◆ Recorded information

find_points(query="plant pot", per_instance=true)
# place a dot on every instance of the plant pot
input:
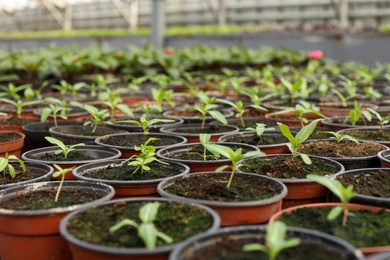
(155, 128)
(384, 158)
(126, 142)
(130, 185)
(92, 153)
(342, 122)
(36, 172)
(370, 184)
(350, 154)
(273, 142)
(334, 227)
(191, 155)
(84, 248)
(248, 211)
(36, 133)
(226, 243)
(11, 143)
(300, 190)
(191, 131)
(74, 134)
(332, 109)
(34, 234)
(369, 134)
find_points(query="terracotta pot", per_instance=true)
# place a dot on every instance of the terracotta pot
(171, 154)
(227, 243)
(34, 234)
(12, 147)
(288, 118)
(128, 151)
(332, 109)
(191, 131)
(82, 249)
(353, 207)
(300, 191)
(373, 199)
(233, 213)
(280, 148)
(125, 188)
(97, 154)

...

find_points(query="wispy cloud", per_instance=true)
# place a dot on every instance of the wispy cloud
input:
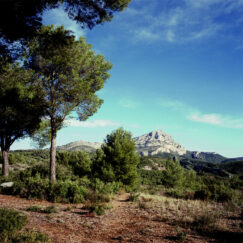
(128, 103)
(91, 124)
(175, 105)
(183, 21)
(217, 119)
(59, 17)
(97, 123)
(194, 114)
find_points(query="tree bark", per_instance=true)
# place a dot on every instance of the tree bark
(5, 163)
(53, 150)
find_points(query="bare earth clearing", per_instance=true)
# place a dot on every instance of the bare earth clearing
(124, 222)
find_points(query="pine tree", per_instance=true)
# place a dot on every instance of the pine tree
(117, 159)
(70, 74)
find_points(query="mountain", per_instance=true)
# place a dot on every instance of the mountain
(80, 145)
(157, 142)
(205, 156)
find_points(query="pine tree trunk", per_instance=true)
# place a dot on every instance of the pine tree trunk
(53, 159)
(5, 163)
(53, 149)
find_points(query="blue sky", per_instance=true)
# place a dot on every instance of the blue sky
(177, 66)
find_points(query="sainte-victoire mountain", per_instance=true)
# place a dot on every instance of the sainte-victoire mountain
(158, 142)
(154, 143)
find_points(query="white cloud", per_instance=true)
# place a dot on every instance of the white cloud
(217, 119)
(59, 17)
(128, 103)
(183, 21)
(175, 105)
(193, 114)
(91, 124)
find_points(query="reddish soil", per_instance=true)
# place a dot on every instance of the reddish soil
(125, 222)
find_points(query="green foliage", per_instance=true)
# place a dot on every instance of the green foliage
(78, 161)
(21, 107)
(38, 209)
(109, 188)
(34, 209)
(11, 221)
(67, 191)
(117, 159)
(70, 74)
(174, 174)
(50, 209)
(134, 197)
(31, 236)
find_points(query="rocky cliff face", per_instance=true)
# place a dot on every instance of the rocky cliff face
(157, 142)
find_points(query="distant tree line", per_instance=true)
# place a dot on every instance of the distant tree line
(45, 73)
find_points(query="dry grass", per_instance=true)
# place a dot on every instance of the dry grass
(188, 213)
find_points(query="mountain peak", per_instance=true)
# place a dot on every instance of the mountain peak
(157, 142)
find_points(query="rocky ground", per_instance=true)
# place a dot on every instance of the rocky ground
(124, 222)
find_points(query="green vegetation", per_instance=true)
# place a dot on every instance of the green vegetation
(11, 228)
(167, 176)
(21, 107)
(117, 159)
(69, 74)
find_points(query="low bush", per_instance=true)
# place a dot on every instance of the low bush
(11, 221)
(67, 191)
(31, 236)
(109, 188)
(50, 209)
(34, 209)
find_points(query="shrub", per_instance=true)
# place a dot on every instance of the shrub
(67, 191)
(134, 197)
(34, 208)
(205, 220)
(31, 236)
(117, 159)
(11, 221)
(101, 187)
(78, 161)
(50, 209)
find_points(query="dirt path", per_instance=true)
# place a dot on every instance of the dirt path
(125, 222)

◆ What to produce
Show every line above where "plant" is found.

◆ Answer box
find_points(query="plant pot", per_instance=true)
# place a dot on every instance of the plant pot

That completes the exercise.